▶ **Testo da leggere**
Sei qui
Home > Cultura > Intervista a Loris Avella: Giovane poeta napoletano eternamente in fuga come il mare

Intervista a Loris Avella: Giovane poeta napoletano eternamente in fuga come il mare

di Cinzia Santoro

Incontro Loris Avella un paio d’anni fa a Scampia alla premiazione di un concorso poetico. È giovane, timido ma i suoi versi mi prendono molto. Ricordo di aver pensato che il ragazzo aveva talento. L’ho seguito in questi anni con attenzione, e la sua scrittura è maturata. Le sue poesie trasudano passione, dolore, sfinimento e amore. Loris non si risparmia, scava dentro al suo sentire e si lascia cullare dai suoi versi.

L’intervista.

Come nasce la tua passione per le parole?

Da quando ho sei anni faccio teatro e sono cresciuto con l’amore per i testi teatrali e per i monologhi.
Non ho mai pensato di scrivere e di riuscire a trovare una dimensione nella parola.
Sono sempre stato fedele all’atto di recitare, ad abbracciare i testi di Ruccello e di Pinter fino a quando non ho sentito il bisogno di “scoppiare” e di mettere su carta quello che mi passava per la testa, anche in maniera caotica.
La poesia ti ha aiutato nel corso della tua vita?
È stata d’aiuto quando mi sentivo pieno di idee e di dolori ma nello stesso momento la poesia ti sa anche distruggere.
Mi ha aiutato, si, innanzitutto a capire che non sono sbagliato, che una parola può fare la differenza e con lei ho imparato a conoscermi.
È un veleno ma è anche l’antidoto, perché prima di poter risorgere nella scrittura, bisogna disintegrarsi, mettersi a nudo, avere il coraggio di andare fino in fondo.
La poesia raschia, ma dopo aver scritto si rinasce come una fenice, con animo fiero.
Hai un posto speciale dove incontri l’ispirazione?

No, assolutamente. È improvvisa, certe volte devo fermarmi per strada, prendere il cellulare e scrivere quello che mi passa per la mente. Molto spesso credo di non essere io a formulare quelle frasi e quei versi ma sono loro che trovano me, che mi usano come se il mio sentimento sia solo un mezzo per poter vivere.

[Voci di annotazione con coordinate]

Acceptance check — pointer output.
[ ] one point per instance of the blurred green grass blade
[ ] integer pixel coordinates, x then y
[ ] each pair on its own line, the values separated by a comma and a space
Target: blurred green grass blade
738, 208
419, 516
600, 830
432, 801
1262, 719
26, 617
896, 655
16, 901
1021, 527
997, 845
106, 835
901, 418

▶ **Esercizi**
1) Modifichi l'intervista a Loris Avella e ne trascriva il tratto da "Come nasce la" fino a "sa anche distruggere.", sostituendo "teatro" con "danza".
2) Risponda alle seguenti domande sull'intervista a Loris Avella.
(a) In quale luogo e in quale occasione l'autrice incontra Loris Avella?
(b) A che età Loris Avella ha cominciato a fare teatro?
(c) Di quali autori Loris Avella ha abbracciato i testi?
3) Prosegua l'intervista a Loris Avella a partire dal punto in cui il testo si interrompe.

▶ **Risposte in ordine**
1)
Come nasce la tua passione per le parole?

Da quando ho sei anni faccio danza e sono cresciuto con l’amore per i testi teatrali e per i monologhi.
Non ho mai pensato di scrivere e di riuscire a trovare una dimensione nella parola.
Sono sempre stato fedele all’atto di recitare, ad abbracciare i testi di Ruccello e di Pinter fino a quando non ho sentito il bisogno di “scoppiare” e di mettere su carta quello che mi passava per la testa, anche in maniera caotica.
La poesia ti ha aiutato nel corso della tua vita?
È stata d’aiuto quando mi sentivo pieno di idee e di dolori ma nello stesso momento la poesia ti sa anche distruggere.

2)
(a) A Scampia, alla premiazione di un concorso poetico.
(b) A sei anni.
(c) Di Ruccello e di Pinter.

3)
Hai già pubblicato una raccolta poetica?

Si, si intitola “Groviglio” Book Sprint Edizioni . È una raccolta poetica che svela il sentire di un giovane uomo che si accetta senza remore, che dalla consapevolezza della propria sessualità e dal groviglio di emozioni e paure che prova fa nascere poesie, parole di cura e di amore.

Scrivi versi intensissimi in dialetto napoletano. Quanto la cultura partenopea ti appartiene?

Amo scrivere versi in napoletano, Napoli è la mia eterna ferita sempre aperta. Il nostro dialetto è una lingua così calda e sensuale che solo leggerla mette un brivido in più ai versi.

Qual è il tuo verso più bello?

Il mio verso preferito è di Alda Merini, l’ho tatuato dietro la schiena: “mi sveglio sempre in forma e mi deformo attraverso gli altri”.
Questi versi sono in sintonia con la mia vita. Alda Merini è empatica, profonda e umana.
Invece dai miei scritti amo un estratto di una poesia in napoletano:
“E si terremot, na’ cappella senza volto Sant…mme tieni a’ man pure si me vuo’sol int’o’ liett.
Io c’è stong a chist’ultimu dulore, accuminciamm a salta’, po’ o riest se’ ver.”(Sei terremoto, una cappella senza Volto Santo…Mi stringi la mano anche se midesideri solo a letto. voglio quest’ultimo dolore, iniziamo a saltare, il resto si vedrà).
Mi rappresenta, è teatrale, potente e coraggioso. Ha dentro di se tutta la potenza della distruzione distruzione e la consapevolezza di uscirne con le ossa rotte.
Progetti per il futuro?
Ho due testi teatrali già pronti per essere portati in scena, e vorrei riprendere lo spettacolo ispirato alle Cinque rose di Jennifer adattato alla nostra quotidianità. Sono stato ispirato dal testo di Annibale Ruccello. La mia Jennifer è moderna, frequenta le disco e si esibisce con il suo alter-ego Drag.
È questo che al momento desidero. Incrocio le dita e spero di portare di nuovo il teatro nella mia parola.

La poesia. 

Bulgakov.

Quanto è calda la notte
le braccia di un estraneo,
nelle urla del traffico
sento solo la tua canzone.
Canta dal basso,
dalle viscere del ventre
sale il brivido, il fuoco,
l’ansia delle mani sui fianchi.
Che stronzo il cuore di un poeta
che scrive con un chiodo
e l’inchiostro delle labbra,
raschia affondo le quartine,
quelle più malate e amate
e parlano solo di me,
di te,
di Madrid
e dei libri di Bulgakov.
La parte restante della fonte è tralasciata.